Please find every line in the items below that contains the word "metal" and copy each of those lines. Case counts, so a line matches only if the capitalization is the same.

- SUPPLIED MATERIAL -

_ _ _ _ _

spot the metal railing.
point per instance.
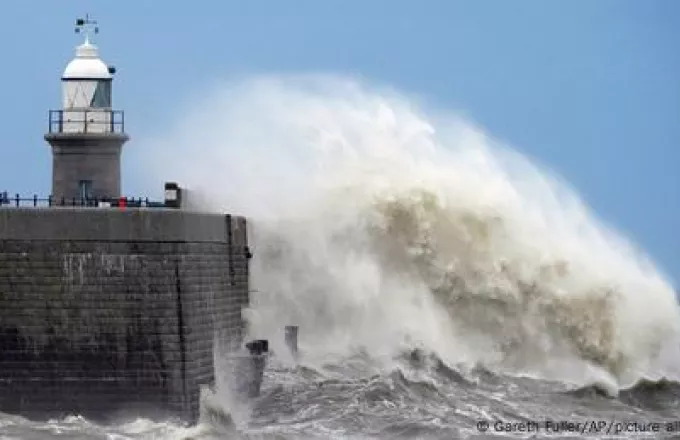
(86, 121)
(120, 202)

_ _ _ _ _

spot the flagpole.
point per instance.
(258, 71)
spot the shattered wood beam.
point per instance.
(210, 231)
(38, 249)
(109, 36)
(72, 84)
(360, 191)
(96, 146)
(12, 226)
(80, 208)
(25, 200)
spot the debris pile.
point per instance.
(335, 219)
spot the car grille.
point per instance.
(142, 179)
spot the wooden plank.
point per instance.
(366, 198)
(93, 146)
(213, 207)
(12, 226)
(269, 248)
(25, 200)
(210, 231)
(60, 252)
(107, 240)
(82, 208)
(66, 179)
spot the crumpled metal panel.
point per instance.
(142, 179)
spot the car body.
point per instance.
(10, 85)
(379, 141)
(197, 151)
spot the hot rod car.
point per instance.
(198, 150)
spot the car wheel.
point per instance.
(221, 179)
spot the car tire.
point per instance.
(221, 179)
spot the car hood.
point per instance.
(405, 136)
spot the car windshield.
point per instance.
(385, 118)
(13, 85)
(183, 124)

_ _ _ _ _

- ANSWER FOR THIS EXERCISE -
spot the metal railing.
spot the crumpled metal panel.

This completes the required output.